Required task: Print all the data, keeping every line exactly as it is.

Supplied entries:
§ §

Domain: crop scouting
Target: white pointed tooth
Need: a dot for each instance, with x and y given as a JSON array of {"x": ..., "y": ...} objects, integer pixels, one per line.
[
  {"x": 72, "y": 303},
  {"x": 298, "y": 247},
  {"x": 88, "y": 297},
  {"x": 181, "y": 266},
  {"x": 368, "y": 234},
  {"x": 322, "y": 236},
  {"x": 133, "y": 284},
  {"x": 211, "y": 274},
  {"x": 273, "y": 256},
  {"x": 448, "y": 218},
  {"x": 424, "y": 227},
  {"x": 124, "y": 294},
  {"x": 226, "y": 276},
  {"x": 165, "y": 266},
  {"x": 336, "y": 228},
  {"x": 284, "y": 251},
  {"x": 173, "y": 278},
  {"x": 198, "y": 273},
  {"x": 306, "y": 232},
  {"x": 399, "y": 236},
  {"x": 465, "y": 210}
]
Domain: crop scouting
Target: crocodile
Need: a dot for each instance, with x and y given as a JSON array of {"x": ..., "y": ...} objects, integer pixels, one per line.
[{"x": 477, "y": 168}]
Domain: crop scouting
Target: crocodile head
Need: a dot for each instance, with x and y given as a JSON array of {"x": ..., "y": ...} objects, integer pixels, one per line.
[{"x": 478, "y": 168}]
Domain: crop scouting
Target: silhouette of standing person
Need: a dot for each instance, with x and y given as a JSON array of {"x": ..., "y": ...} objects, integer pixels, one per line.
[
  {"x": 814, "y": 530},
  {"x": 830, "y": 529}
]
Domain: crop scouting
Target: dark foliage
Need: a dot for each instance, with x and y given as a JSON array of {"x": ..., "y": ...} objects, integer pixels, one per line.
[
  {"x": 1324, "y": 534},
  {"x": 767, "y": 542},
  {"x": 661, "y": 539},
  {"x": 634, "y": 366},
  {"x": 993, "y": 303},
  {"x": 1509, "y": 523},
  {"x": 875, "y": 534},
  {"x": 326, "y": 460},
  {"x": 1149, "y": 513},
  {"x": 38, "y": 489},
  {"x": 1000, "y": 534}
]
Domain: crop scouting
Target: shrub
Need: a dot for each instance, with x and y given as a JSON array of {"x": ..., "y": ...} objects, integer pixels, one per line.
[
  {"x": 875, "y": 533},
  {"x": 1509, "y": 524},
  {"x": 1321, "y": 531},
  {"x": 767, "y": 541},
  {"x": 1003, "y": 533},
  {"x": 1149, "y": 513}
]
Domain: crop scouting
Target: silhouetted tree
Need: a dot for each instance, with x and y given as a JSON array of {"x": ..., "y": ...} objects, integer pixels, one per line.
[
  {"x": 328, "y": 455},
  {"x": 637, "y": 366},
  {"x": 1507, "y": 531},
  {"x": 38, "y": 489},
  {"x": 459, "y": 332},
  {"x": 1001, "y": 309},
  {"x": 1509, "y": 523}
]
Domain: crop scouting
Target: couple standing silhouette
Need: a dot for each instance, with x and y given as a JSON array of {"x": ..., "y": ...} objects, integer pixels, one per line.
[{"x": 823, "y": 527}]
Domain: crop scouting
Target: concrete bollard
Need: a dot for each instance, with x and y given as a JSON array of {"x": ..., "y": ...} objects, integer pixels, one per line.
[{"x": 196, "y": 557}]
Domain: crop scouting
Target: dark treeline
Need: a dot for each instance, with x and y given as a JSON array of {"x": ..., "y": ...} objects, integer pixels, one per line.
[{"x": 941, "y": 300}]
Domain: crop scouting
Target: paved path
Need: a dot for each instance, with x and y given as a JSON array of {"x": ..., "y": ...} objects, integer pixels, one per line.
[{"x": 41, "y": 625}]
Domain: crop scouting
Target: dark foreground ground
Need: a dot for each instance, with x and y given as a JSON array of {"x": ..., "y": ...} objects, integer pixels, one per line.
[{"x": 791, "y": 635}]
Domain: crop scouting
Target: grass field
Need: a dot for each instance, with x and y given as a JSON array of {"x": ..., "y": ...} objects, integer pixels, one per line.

§ §

Output of the exercise:
Domain: crop scouting
Target: white pointed tooth
Need: a dot for each instance, with x and y given as a JSON array of {"x": ..., "y": ...} objects, integer pixels, one per line.
[
  {"x": 72, "y": 303},
  {"x": 298, "y": 247},
  {"x": 88, "y": 297},
  {"x": 181, "y": 266},
  {"x": 368, "y": 234},
  {"x": 322, "y": 236},
  {"x": 133, "y": 284},
  {"x": 211, "y": 274},
  {"x": 273, "y": 256},
  {"x": 448, "y": 218},
  {"x": 424, "y": 227},
  {"x": 124, "y": 294},
  {"x": 226, "y": 276},
  {"x": 165, "y": 266},
  {"x": 336, "y": 228},
  {"x": 284, "y": 251},
  {"x": 173, "y": 278},
  {"x": 198, "y": 273},
  {"x": 306, "y": 232},
  {"x": 399, "y": 236},
  {"x": 465, "y": 210}
]
Domain: crop scouting
Target: crocodile
Need: a dot for each instance, with x and y given as a JSON array of {"x": ..., "y": ...} objects, integer pixels, one per line.
[{"x": 477, "y": 168}]
Domain: crop scouting
Target: crocodile head
Need: a dot for each instance, with x and y given as a JSON array of {"x": ..., "y": ...} objects, integer pixels, one per line.
[{"x": 478, "y": 168}]
Domain: crop scouting
Target: silhouette of standing person
Need: a dot for each instance, with x and y given as a JSON array of {"x": ..., "y": ...} objects, integer pixels, one per line.
[
  {"x": 814, "y": 530},
  {"x": 830, "y": 529}
]
Domain: crop scouting
Target: dark foliage
Need: a dot for each instance, with x and y given as a JSON array of {"x": ..., "y": ...} objects, integer pixels, one per line.
[
  {"x": 1324, "y": 534},
  {"x": 767, "y": 542},
  {"x": 661, "y": 539},
  {"x": 634, "y": 366},
  {"x": 993, "y": 303},
  {"x": 1509, "y": 523},
  {"x": 875, "y": 534},
  {"x": 326, "y": 460},
  {"x": 1149, "y": 513},
  {"x": 38, "y": 489},
  {"x": 1000, "y": 534}
]
Domain: crop scouting
Target: shrub
Need: a dot for each instance, with x and y given as a JSON array of {"x": ..., "y": ...} objects, integer pixels, one per line.
[
  {"x": 875, "y": 533},
  {"x": 1509, "y": 524},
  {"x": 1321, "y": 531},
  {"x": 767, "y": 541},
  {"x": 1003, "y": 533},
  {"x": 1149, "y": 513}
]
Domain: crop scouting
Target: silhouetted tree
Need: a dot for each instance, with x and y given as a JSON array of {"x": ..., "y": ...} objects, integer pixels, one per line.
[
  {"x": 328, "y": 455},
  {"x": 637, "y": 366},
  {"x": 1507, "y": 531},
  {"x": 38, "y": 489},
  {"x": 459, "y": 332},
  {"x": 1001, "y": 309},
  {"x": 1509, "y": 523}
]
Domain: crop scouting
Target: couple standing silhouette
Need: a dot for each instance, with x and y given as a JSON array of {"x": ..., "y": ...} objects, integer pixels, one per line.
[{"x": 823, "y": 527}]
Domain: crop scouting
Target: concrete bollard
Need: a dot for each instance, with x and y given as a JSON array of {"x": ..., "y": ...} objects, integer pixels, one per line.
[{"x": 196, "y": 557}]
Domain: crop scouting
Target: dark treeline
Need: a dot for each instance, with x and y given as a JSON array of {"x": ..., "y": ...} objects, integer pixels, one per line.
[{"x": 941, "y": 300}]
Domain: crop scouting
Target: paved path
Need: a dot for each instance, with x and y given as a JSON array of {"x": ..., "y": ...} objects, integer pixels, one per line.
[{"x": 41, "y": 625}]
Domain: crop scouting
Target: dark foreground ground
Need: a dot for each instance, with x and y given as a JSON array of {"x": ..., "y": ...} objects, integer pixels, one per line.
[{"x": 791, "y": 635}]
Domain: crop scouting
Target: grass field
Need: a dot for each instance, with x and y given as a JSON array of {"x": ..., "y": ...} objects, integer pixels, one per line.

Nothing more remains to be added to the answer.